● **TEXT TO READ**
We live in an older building that was remodeled by the hands of an amateur with the direction of his expert Father in law and friends. I am surprised I still have friends and that my father in law still speaks to me. It couldn't have been easy. Still, with our very limited budget which consisted of "what can we scrounge?", to say it could still stand some improvement would be an understatement. One area is insulation. We have serious drafts. So besides the loss of heat and the expense, there is another equally disturbing problem. All the rodents in the surrounding area recognize a nice warm possible home. I have two cats. I have many mouse traps but now the rabbits and squirrels are getting into the act. One of my two cats is quite adept at catching all of the above, however neither cat could be called perfect at killing what they catch. I have had at least one squirrel living in my attic for some time. I just didn't realize that said squirrel is indeed the leader of the gang. He has the mice doing his bidding.
I have a furnace/hot water heater/ storage area. It shares a wall with my bedroom. I have heard the parties the rodents throw. Deciding that the squirrel must be the first to go (thereby confusing all of his underlings), My wife bought me a set of traps. Live traps. She's soft hearted, and hey, I'm not crazy about the mess, so okay; live traps it is. They came as a set with one large enough for a large cat for small lap dog, one that would be the right size for the squirrel and a larger one for say a family of four to live in when they give up their house to the rodents...

● **TASK DESCRIPTION**
Turn the paragraph of the rodent story above that begins "We live in an older building" into a short bulleted list that keeps its main facts.

● **DATA LINES**
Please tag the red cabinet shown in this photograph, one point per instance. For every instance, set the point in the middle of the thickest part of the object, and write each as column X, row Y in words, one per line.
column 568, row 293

● **ANSWER TO THE PROBLEM**
- The writer lives in an older building that an amateur remodeled on a very limited budget, with direction from an expert father-in-law and friends.
- The building needs better insulation and has serious drafts.
- The drafts waste heat and money, and they also draw rodents looking for a warm home.
- The writer has two cats and many mouse traps, but rabbits and squirrels are now getting in too.
- One cat is good at catching these animals, but neither cat reliably kills what it catches.
- At least one squirrel has lived in the attic for some time, and the writer jokes that it leads a gang of mice.